Consigne: Relevez toutes les régions nommées dans le texte ci-dessous.

Quelques blessés arrivent à l’hôpital militaire ; les avis sont contradictoires : les uns disent que nous n’aurons plus rien par ici, d’autres au contraire que cela va recommencer.

Visite de Mme Zeller et de Mlle Tissot ; sauf contre ordre nous irons demain visiter le fort de la citadelle, absolument interdit aux hommes : on suppose sans doute que des femmes n’y comprendront rien et notre qualité d’infirmières est un passeport.

Nous travaillons toute la journée dans le bureau avec Mme de N.. Il pleut sans arrêt. Séance de vaccin général.

6 heures. Salut ; pas de nouvelles plus récentes.

Dimanche 13 septembre

Messe à 7 heures aux Maristes ; nouvelle séance de vaccination pour ceux qui n’étaient pas là hier ; mon bras commence à me faire un peu mal.

Les nouvelles sont toujours bonnes, la retraite allemande s’accentue en Champagne et commence en Lorraine ; c’est la vraie victoire. À quand la réoccupation de notre Alsace ?

Données fournies:
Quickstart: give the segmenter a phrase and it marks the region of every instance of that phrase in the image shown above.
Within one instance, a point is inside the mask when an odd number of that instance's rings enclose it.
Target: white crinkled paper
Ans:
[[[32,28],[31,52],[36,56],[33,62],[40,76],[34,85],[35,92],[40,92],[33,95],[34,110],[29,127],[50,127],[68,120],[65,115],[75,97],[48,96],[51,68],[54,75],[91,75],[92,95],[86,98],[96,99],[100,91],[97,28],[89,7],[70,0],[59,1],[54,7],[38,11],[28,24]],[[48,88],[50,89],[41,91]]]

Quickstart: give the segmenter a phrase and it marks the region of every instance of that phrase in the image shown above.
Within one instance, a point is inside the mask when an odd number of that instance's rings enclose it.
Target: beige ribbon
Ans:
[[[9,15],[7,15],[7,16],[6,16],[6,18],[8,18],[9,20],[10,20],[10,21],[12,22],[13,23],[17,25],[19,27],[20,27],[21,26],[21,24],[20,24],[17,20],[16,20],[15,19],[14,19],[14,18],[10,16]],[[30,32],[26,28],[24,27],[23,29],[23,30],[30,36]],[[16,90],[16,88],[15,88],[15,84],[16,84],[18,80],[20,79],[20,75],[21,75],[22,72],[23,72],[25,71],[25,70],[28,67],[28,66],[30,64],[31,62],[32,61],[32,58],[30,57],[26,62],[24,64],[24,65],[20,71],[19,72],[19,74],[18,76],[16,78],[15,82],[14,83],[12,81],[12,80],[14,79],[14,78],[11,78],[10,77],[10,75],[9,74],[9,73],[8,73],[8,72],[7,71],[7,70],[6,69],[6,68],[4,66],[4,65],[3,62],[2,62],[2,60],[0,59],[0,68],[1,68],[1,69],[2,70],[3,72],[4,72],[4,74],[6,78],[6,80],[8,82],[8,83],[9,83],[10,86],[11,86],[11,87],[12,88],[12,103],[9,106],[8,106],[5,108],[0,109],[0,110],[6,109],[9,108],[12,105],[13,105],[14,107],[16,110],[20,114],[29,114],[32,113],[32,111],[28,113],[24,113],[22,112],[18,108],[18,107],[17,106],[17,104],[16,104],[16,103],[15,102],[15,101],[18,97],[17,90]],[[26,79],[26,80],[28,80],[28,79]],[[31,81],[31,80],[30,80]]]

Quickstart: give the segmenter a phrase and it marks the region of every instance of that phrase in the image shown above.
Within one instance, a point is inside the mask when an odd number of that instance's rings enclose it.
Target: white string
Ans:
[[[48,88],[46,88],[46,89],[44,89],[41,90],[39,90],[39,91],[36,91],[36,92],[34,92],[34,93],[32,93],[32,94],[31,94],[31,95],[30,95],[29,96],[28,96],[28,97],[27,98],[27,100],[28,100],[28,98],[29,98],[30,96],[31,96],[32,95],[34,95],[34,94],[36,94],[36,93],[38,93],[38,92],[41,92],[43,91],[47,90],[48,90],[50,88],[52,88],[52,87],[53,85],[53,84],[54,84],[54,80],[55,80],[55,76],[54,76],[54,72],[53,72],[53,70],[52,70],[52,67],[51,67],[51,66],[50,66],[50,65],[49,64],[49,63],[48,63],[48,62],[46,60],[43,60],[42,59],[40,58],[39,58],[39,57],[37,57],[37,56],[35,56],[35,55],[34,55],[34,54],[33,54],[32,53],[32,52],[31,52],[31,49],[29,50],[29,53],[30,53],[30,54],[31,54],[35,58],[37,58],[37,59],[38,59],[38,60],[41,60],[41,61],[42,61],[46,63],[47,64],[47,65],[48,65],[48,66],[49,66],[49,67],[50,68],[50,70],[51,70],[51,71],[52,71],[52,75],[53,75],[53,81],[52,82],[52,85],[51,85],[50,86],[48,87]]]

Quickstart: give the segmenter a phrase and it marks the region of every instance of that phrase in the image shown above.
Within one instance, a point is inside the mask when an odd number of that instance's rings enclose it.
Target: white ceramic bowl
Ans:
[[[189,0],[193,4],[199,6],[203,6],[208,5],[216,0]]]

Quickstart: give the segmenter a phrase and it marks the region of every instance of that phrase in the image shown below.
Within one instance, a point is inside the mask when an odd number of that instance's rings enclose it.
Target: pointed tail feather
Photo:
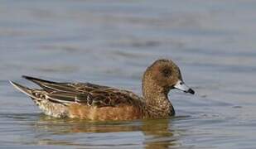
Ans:
[[[37,84],[39,85],[41,84],[44,84],[44,83],[47,83],[47,84],[55,84],[56,83],[56,82],[53,82],[53,81],[41,79],[38,79],[38,78],[31,77],[31,76],[27,76],[27,75],[22,75],[22,78],[25,78],[26,79],[32,81],[35,84]]]
[[[32,94],[32,89],[27,88],[25,86],[22,86],[17,83],[12,82],[12,81],[9,81],[11,84],[12,84],[17,89],[18,89],[19,91],[24,93],[25,94],[31,97],[31,98],[36,98],[34,97],[33,94]]]
[[[25,78],[26,79],[28,79],[28,80],[36,84],[37,85],[39,85],[42,89],[46,89],[46,91],[49,89],[49,88],[46,87],[47,86],[46,84],[56,84],[56,82],[53,82],[53,81],[48,81],[48,80],[41,79],[38,79],[38,78],[34,78],[34,77],[27,76],[27,75],[22,75],[22,78]]]

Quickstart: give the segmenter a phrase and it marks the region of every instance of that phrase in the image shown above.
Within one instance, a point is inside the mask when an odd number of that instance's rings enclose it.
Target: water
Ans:
[[[256,2],[0,2],[0,147],[255,148]],[[44,116],[8,79],[89,81],[141,94],[157,58],[195,96],[170,119],[92,123]]]

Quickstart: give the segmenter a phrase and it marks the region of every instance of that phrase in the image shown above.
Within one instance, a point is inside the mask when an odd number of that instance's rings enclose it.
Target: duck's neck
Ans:
[[[173,106],[168,99],[168,90],[147,82],[142,84],[143,98],[149,118],[167,118],[175,114]]]

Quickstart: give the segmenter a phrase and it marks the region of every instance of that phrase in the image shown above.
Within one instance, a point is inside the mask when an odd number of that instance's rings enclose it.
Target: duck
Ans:
[[[168,99],[170,90],[195,94],[183,81],[179,67],[171,60],[160,59],[142,74],[142,95],[132,91],[91,83],[45,80],[23,75],[41,89],[10,83],[28,95],[46,115],[59,118],[91,121],[168,118],[175,110]]]

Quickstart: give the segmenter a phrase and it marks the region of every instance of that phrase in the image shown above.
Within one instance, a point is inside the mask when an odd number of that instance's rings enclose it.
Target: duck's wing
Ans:
[[[133,92],[117,89],[89,83],[57,83],[37,78],[23,76],[43,89],[31,90],[34,98],[44,98],[49,101],[68,105],[70,103],[105,107],[131,104],[140,97]]]

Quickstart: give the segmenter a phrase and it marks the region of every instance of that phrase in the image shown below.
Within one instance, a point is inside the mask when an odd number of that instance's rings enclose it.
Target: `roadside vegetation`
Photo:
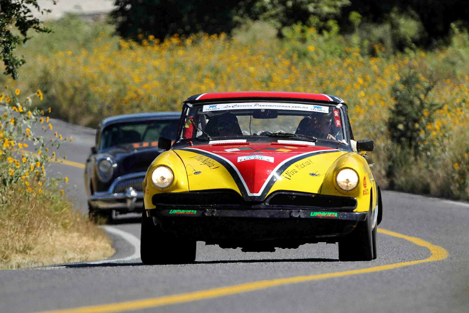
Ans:
[[[415,31],[423,27],[418,19],[393,14],[377,24],[352,12],[341,21],[353,25],[348,34],[333,20],[280,29],[257,21],[229,36],[136,41],[114,35],[109,24],[68,15],[54,22],[53,36],[18,49],[29,60],[20,79],[2,79],[25,90],[38,82],[47,95],[41,108],[90,126],[115,114],[178,111],[203,92],[336,95],[348,104],[356,139],[375,140],[370,160],[382,187],[468,200],[469,35],[454,23],[438,47],[420,48],[415,43],[426,39]]]
[[[46,177],[55,151],[73,141],[54,132],[47,113],[34,109],[37,90],[0,93],[0,269],[101,260],[114,252],[104,232],[73,210],[61,187],[68,177]],[[25,99],[20,102],[20,99]]]

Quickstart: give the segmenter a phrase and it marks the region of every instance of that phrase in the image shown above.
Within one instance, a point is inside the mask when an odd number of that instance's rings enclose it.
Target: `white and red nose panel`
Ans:
[[[243,195],[250,198],[265,197],[264,194],[282,173],[299,160],[338,151],[325,147],[277,143],[204,145],[182,149],[219,162],[231,174]]]

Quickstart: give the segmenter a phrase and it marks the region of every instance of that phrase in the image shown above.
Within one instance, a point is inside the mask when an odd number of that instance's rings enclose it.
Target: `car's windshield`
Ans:
[[[178,122],[176,120],[113,124],[103,130],[99,148],[103,150],[122,144],[141,142],[156,146],[160,137],[175,139]]]
[[[183,138],[271,134],[344,139],[340,110],[317,104],[243,102],[193,105],[186,115]]]

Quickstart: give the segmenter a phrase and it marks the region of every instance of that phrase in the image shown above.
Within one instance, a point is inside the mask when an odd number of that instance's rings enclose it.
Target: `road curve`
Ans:
[[[53,121],[83,163],[89,129]],[[83,169],[54,163],[84,212]],[[198,243],[194,264],[145,266],[138,219],[106,226],[117,251],[101,261],[0,271],[2,312],[467,312],[469,205],[385,191],[378,259],[340,262],[335,244],[273,253]],[[175,247],[177,248],[177,247]]]

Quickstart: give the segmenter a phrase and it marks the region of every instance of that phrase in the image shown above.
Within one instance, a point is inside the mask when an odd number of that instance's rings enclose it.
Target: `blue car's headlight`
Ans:
[[[113,177],[114,167],[112,159],[107,157],[101,159],[98,162],[98,175],[103,183],[107,183]]]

Réponse: Champagne, Lorraine, Alsace